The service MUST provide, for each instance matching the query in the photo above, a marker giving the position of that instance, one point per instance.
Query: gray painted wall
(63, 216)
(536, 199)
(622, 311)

————————

INSTRUCTIONS TO FOLLOW
Please copy the data above word for word, keeping every line.

SOLUTION TO THE PROBLEM
The service MUST provide, for each instance matching the query in the photo above, a marker giving the position of that instance, one point per instance.
Query: gray painted wall
(63, 216)
(536, 199)
(622, 311)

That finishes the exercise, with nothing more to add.